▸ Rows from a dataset

╔══

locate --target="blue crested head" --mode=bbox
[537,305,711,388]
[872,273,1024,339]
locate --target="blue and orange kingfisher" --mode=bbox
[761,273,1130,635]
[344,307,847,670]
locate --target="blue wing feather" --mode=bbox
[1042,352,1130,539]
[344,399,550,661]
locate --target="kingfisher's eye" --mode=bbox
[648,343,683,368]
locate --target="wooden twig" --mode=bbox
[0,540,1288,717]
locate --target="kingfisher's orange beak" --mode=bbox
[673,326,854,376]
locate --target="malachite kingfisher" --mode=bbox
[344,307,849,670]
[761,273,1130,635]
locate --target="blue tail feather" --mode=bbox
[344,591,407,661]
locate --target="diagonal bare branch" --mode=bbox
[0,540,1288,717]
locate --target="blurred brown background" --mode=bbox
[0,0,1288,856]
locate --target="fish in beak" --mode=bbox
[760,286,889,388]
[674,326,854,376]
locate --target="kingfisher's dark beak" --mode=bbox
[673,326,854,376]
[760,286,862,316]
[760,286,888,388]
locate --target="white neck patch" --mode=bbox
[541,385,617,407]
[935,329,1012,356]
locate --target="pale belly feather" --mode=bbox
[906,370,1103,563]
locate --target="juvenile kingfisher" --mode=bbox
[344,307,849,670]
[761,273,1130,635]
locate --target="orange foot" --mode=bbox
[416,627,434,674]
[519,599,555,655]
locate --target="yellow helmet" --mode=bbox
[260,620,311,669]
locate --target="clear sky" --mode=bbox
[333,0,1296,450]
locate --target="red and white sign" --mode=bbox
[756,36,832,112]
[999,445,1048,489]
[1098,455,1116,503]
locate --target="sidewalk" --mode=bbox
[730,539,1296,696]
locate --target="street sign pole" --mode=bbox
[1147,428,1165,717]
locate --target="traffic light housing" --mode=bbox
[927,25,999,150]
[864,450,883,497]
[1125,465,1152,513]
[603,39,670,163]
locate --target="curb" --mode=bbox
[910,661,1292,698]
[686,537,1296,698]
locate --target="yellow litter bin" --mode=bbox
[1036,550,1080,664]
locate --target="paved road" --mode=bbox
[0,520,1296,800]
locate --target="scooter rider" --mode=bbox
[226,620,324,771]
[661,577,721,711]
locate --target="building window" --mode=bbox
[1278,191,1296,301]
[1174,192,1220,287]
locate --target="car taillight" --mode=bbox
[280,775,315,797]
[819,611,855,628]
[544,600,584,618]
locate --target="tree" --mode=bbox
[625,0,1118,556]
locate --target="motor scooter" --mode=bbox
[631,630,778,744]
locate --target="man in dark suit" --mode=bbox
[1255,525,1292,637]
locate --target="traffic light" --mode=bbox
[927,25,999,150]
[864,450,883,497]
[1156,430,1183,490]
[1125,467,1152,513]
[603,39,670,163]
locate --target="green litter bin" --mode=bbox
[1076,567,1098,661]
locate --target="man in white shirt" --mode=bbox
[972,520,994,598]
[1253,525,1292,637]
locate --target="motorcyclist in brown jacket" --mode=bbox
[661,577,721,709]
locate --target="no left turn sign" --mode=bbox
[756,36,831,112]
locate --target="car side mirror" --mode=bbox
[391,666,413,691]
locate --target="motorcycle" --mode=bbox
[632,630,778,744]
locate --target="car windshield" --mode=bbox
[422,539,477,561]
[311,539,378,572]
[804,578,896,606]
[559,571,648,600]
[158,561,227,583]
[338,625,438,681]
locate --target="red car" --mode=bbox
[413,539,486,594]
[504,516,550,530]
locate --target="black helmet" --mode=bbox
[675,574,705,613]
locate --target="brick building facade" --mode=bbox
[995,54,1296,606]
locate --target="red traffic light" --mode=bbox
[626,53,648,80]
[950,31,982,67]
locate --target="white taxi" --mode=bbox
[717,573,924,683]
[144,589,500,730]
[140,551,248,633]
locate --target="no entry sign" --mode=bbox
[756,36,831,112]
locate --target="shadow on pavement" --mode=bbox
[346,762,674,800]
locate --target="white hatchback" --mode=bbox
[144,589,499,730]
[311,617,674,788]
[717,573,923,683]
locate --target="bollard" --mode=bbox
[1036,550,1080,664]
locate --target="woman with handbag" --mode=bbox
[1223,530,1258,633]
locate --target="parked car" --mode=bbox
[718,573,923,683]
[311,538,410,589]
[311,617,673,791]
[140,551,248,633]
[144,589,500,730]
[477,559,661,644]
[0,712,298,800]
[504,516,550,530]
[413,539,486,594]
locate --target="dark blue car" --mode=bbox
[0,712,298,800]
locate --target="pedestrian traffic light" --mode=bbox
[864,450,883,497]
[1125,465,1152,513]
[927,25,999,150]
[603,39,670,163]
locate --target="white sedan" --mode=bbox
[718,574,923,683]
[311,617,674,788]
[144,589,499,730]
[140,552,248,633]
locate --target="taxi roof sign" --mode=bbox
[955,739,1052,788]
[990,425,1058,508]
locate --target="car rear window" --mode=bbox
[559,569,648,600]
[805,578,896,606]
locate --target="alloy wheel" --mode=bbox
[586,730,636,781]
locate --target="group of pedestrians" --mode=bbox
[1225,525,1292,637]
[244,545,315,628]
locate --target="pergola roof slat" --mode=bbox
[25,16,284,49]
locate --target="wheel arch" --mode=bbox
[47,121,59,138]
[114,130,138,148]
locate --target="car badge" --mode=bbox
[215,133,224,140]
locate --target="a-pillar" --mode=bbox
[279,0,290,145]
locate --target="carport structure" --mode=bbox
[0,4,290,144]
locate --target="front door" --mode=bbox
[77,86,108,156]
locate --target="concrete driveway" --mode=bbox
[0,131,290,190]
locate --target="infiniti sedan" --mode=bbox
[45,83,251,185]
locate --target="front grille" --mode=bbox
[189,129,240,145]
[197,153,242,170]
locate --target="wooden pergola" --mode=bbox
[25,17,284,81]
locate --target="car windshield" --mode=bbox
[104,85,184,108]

╚══

▸ SHORT EXERCISE
Copy out every line of the entries above word for word, without changing anything.

▸ FINAL RESULT
locate --target="blue crested head" --mode=bbox
[537,305,711,388]
[872,273,1024,339]
locate --target="blue and orange kingfisher" --mode=bbox
[761,273,1130,635]
[344,307,847,670]
locate --target="blue wing feather" --mode=bbox
[1042,352,1130,539]
[344,399,550,661]
locate --target="kingfisher's eye" --mode=bbox
[648,343,683,368]
locate --target="wooden twig" --mode=bbox
[0,540,1288,717]
locate --target="kingfisher's orange beak" --mode=bbox
[673,326,854,376]
locate --target="malachite kingfisher" --mode=bbox
[344,307,849,670]
[761,273,1130,635]
locate --target="blue tail feather" --mode=bbox
[344,591,407,661]
locate --target="diagonal bare branch" --mode=bbox
[0,540,1288,717]
locate --target="blurred brown background" --mode=bbox
[0,0,1288,856]
locate --target="fish in beak" --mode=bbox
[760,286,889,388]
[674,326,854,376]
locate --target="kingfisher's dark beak" --mode=bbox
[673,326,854,376]
[760,286,862,316]
[760,286,888,388]
locate --target="white neck patch" --mode=bbox
[541,385,617,407]
[935,329,1012,356]
locate --target="pale belly feather" --mode=bbox
[906,370,1103,563]
locate --target="juvenile kingfisher" --mode=bbox
[344,307,849,670]
[761,273,1130,635]
locate --target="orange foot" --mode=bbox
[416,627,434,674]
[519,599,555,655]
locate --target="yellow helmet" --mode=bbox
[260,620,311,669]
locate --target="clear sky" --mode=bbox
[333,0,1296,450]
locate --target="red and white sign" --mode=bbox
[756,36,832,112]
[999,445,1048,489]
[1098,455,1116,503]
locate --target="sidewalk" --mode=bbox
[730,539,1296,696]
locate --target="street sign pole" --mode=bbox
[1147,428,1165,717]
locate --target="traffic light housing" --mode=bbox
[927,25,999,150]
[864,450,883,497]
[1125,465,1152,513]
[603,39,670,163]
locate --target="curb" --mode=bbox
[910,661,1292,698]
[686,537,1296,698]
locate --target="yellow litter bin" --mode=bbox
[1036,550,1080,664]
locate --target="paved road" --mode=bbox
[0,520,1296,800]
locate --target="scooter rider" --mode=bbox
[226,620,324,771]
[661,577,721,711]
locate --target="building window" --mode=bbox
[1278,191,1296,301]
[1174,192,1220,287]
locate --target="car taillight" --mode=bbox
[280,775,315,797]
[819,611,855,628]
[544,600,584,618]
locate --target="tree" --mode=bbox
[625,0,1118,556]
locate --target="motor scooter" --mode=bbox
[631,630,778,744]
locate --target="man in dark suit" --mode=bbox
[1255,525,1292,637]
locate --target="traffic light" --mode=bbox
[927,25,999,150]
[864,450,883,497]
[1156,430,1183,490]
[1125,467,1152,513]
[603,39,670,163]
locate --target="green litter bin" --mode=bbox
[1076,567,1098,661]
locate --target="man in white shirt" --mode=bbox
[972,520,994,598]
[1253,525,1292,637]
locate --target="motorcyclist in brown jacket" --mode=bbox
[661,577,721,709]
locate --target="no left turn sign" --mode=bbox
[756,36,831,112]
locate --target="car side mirror" --mode=bbox
[391,666,413,691]
locate --target="motorcycle" --mode=bbox
[632,630,778,744]
locate --target="car windshield" --mode=bbox
[422,539,477,561]
[311,539,378,572]
[804,578,896,606]
[559,571,648,600]
[158,561,227,583]
[338,625,438,681]
locate --target="red car" --mode=bbox
[413,539,486,594]
[504,516,550,530]
locate --target="black helmet" --mode=bbox
[675,574,705,613]
locate --target="brick building facade" --mode=bbox
[995,54,1296,606]
locate --target="red traffic light" --mode=bbox
[626,53,648,80]
[950,31,982,67]
locate --target="white taxi" --mode=bbox
[717,573,924,683]
[144,589,500,730]
[140,551,248,633]
locate --target="no entry sign" --mode=bbox
[756,36,831,112]
locate --target="shadow on pavement" --mode=bbox
[346,762,674,800]
locate --target="white hatchback" --mode=bbox
[144,589,499,730]
[311,617,674,788]
[717,573,923,683]
locate --target="bollard" --mode=bbox
[1036,550,1080,664]
locate --target="woman with handbag" --mode=bbox
[1223,530,1258,633]
locate --target="parked car" --mode=bbox
[718,573,923,683]
[311,538,410,589]
[311,617,673,791]
[140,551,248,633]
[144,589,500,730]
[477,559,661,644]
[0,712,298,800]
[504,516,550,530]
[413,539,486,594]
locate --target="dark blue car" --mode=bbox
[0,712,298,800]
locate --target="pedestrian traffic light" --mode=bbox
[864,450,883,497]
[1125,465,1152,513]
[927,25,999,150]
[603,39,670,163]
locate --target="white sedan" --mode=bbox
[718,574,923,683]
[311,617,674,788]
[144,589,499,730]
[140,552,248,633]
locate --target="taxi roof sign" --mode=bbox
[955,739,1052,788]
[990,425,1058,508]
locate --target="car rear window" --mode=bbox
[559,569,648,600]
[805,578,896,606]
locate --target="alloy wheel" --mode=bbox
[586,730,636,781]
locate --target="group of pedestrians" --mode=bbox
[1225,525,1292,637]
[244,545,315,628]
locate --target="pergola roof slat" --mode=bbox
[25,16,284,49]
locate --target="wheel arch" --mode=bbox
[47,121,59,138]
[114,130,138,148]
locate --target="car badge" --mode=bbox
[215,133,224,140]
locate --target="a-pillar" --mode=bbox
[279,0,290,145]
locate --target="carport structure" --mode=bbox
[0,4,290,144]
locate --target="front door" --mode=bbox
[77,86,108,156]
locate --target="concrete driveway" --mode=bbox
[0,131,290,190]
locate --target="infiniti sedan" --mode=bbox
[45,83,251,185]
locate --target="front grille" --mode=bbox
[189,129,240,145]
[197,153,242,170]
locate --target="wooden pergola" --mode=bbox
[25,17,284,81]
locate --target="car windshield" --mode=bbox
[104,85,184,108]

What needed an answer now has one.